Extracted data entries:
|---|
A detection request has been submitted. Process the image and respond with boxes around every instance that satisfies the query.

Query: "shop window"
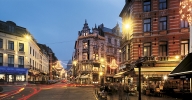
[143,43,151,56]
[8,54,14,67]
[143,0,151,12]
[181,40,189,56]
[159,17,167,30]
[0,53,3,66]
[0,39,3,48]
[159,0,167,10]
[16,75,25,81]
[19,43,24,51]
[159,42,167,56]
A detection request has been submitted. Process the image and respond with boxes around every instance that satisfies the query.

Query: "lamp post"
[179,0,192,92]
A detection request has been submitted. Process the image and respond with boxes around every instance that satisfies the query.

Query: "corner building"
[119,0,189,89]
[73,21,120,84]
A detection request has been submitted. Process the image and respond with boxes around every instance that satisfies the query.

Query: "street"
[0,83,183,100]
[0,83,96,100]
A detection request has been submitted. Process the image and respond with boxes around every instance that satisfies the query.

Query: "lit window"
[143,0,151,12]
[181,20,189,28]
[8,41,14,50]
[159,0,167,10]
[8,54,14,67]
[159,17,167,30]
[143,43,151,56]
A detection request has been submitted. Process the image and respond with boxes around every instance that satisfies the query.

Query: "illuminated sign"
[0,66,27,74]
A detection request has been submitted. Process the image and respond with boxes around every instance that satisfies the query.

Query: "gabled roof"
[169,53,192,76]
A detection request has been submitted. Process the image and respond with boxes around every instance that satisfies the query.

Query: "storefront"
[0,66,28,84]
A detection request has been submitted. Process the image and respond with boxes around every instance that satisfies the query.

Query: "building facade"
[73,21,120,84]
[119,0,189,90]
[0,21,49,83]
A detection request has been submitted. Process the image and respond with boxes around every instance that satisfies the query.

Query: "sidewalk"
[93,88,181,100]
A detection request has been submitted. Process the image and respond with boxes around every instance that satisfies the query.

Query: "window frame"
[159,41,168,57]
[159,16,167,31]
[159,0,168,10]
[143,0,151,12]
[8,40,14,50]
[143,42,152,57]
[18,56,24,68]
[8,54,14,67]
[143,18,151,32]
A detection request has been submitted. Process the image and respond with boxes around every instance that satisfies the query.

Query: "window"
[83,42,88,49]
[143,43,151,56]
[30,47,31,54]
[101,43,104,51]
[19,43,24,51]
[18,56,24,68]
[122,46,126,62]
[159,0,167,10]
[9,26,14,32]
[159,17,167,30]
[115,39,117,46]
[83,53,88,60]
[159,42,167,56]
[108,38,111,43]
[0,53,3,66]
[143,19,151,32]
[127,44,131,60]
[8,54,14,67]
[181,20,189,28]
[8,41,14,50]
[181,40,189,56]
[93,53,99,60]
[143,0,151,12]
[0,39,3,48]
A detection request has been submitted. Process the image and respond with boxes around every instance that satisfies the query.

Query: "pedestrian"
[118,83,124,100]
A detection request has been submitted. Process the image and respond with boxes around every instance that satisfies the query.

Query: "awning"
[80,75,89,78]
[169,53,192,76]
[113,71,127,78]
[134,67,175,72]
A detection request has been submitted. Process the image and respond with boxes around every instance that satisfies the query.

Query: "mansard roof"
[0,20,37,42]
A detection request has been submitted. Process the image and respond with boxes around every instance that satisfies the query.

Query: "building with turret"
[73,21,120,84]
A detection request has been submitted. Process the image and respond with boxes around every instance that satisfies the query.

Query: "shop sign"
[0,66,27,74]
[120,65,126,69]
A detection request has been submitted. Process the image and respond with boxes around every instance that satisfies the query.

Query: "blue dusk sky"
[0,0,125,67]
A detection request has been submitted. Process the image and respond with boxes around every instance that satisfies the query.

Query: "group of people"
[100,83,129,100]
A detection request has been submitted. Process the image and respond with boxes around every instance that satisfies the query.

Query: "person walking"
|---|
GIVEN INSTRUCTION: Copy out all of the data above with every "Process the image" replaced by "Examine the image", changing nothing else. Omit the pictures from your copy.

SOLUTION:
A detection request has been submitted. Examine the image and respond with boxes around every instance that satisfies the query.

Query: "shop window"
[143,43,151,56]
[8,54,14,67]
[143,0,151,12]
[181,40,189,56]
[159,17,167,30]
[0,53,3,66]
[0,39,3,48]
[159,0,167,10]
[16,75,25,81]
[19,43,24,51]
[159,42,167,56]
A detection request has been submitted. Examine the image and respond with boxes around every instance that satisfies the query.

Query: "lamp post"
[179,0,192,92]
A detection request has been submitted. Examine the image and respond with boxes around every instance that satisfies the query.

Query: "corner building"
[119,0,189,89]
[73,21,120,84]
A detection request has been submitted. Examine the image and respond with boxes around every instance that satisfies the query.

Query: "street"
[0,83,183,100]
[0,83,96,100]
A detection request has been submitted. Examine the image and respond with boxes around every instance that satisfies the query.

Query: "lit window"
[143,0,151,12]
[181,20,189,28]
[8,41,14,50]
[159,0,167,10]
[8,54,14,67]
[159,17,167,30]
[143,43,151,56]
A detection request has been submitted. Examine the image and respond with boxes around every instance that satisfies the query.

Query: "illuminated sign"
[0,66,27,74]
A detection request has been submitted. Examine the image and respond with boxes around every instance that satisfies the query.

Query: "gabled roof"
[169,53,192,76]
A detection request has been submitted. Examine the image and respond with boxes around every instance that satisfies the query.

Query: "storefront"
[0,66,28,84]
A detection request has been submitted. Examine the image and respond with boxes around every instance that satisfies the query.

Query: "building facade"
[73,21,120,84]
[119,0,189,90]
[0,21,49,83]
A detection request has been submitted. Examine the image and respond with boxes around every instance that satisfies the query.

Query: "sidewalk"
[93,88,181,100]
A detection request has been submitted. Examine the image and respond with boxes around every instance that satisfies the query.

Query: "window frame"
[159,41,168,57]
[159,16,167,31]
[159,0,168,10]
[143,0,151,12]
[8,40,14,50]
[143,42,152,57]
[18,56,24,68]
[8,54,14,67]
[143,18,151,32]
A detection request has been submitted. Examine the image and respond with boxes around every instance that satisfies the query.

Query: "window"
[83,42,88,49]
[143,43,151,56]
[30,47,31,54]
[101,43,104,51]
[19,43,24,51]
[18,56,24,68]
[122,46,126,62]
[159,0,167,10]
[9,26,14,32]
[159,17,167,30]
[115,39,117,46]
[83,53,88,60]
[159,42,167,56]
[108,38,111,43]
[0,53,3,66]
[143,19,151,32]
[127,44,131,60]
[8,54,14,67]
[181,20,189,28]
[8,41,14,50]
[181,40,189,56]
[93,53,99,60]
[143,0,151,12]
[0,39,3,48]
A detection request has been submitted. Examine the image and respond with boxes around every instance that satisfies the query.

Query: "pedestrian"
[118,83,124,100]
A detection request has been submitted. Examine the image and respond with boxes around every instance that satisfies the query.

Query: "awning"
[80,75,89,78]
[169,53,192,76]
[113,71,127,78]
[134,67,175,72]
A detection request has been submitted. Examine the image and respond with boxes around every instance that satisfies the query.

Query: "mansard roof"
[0,20,37,42]
A detection request has been submitted. Examine the image and respond with boxes around every instance that satisfies the query.

Query: "building with turret"
[73,21,120,84]
A detection request has been submitted. Examine the image and respond with boxes around every instance that satisfies the query.

Query: "shop sign"
[0,66,27,74]
[120,65,126,69]
A detection request has been submitted. Examine the image and respond with boxes around every instance that satisfies the query.

Query: "blue dusk sky"
[0,0,125,67]
A detection request has been submitted. Examine the image and respond with boxes around every instance that satisfies the query.

Query: "group of people"
[100,83,129,100]
A detection request has been submitted. Examine the image and respond with boxes around every instance that satisfies the query.

Query: "person walking"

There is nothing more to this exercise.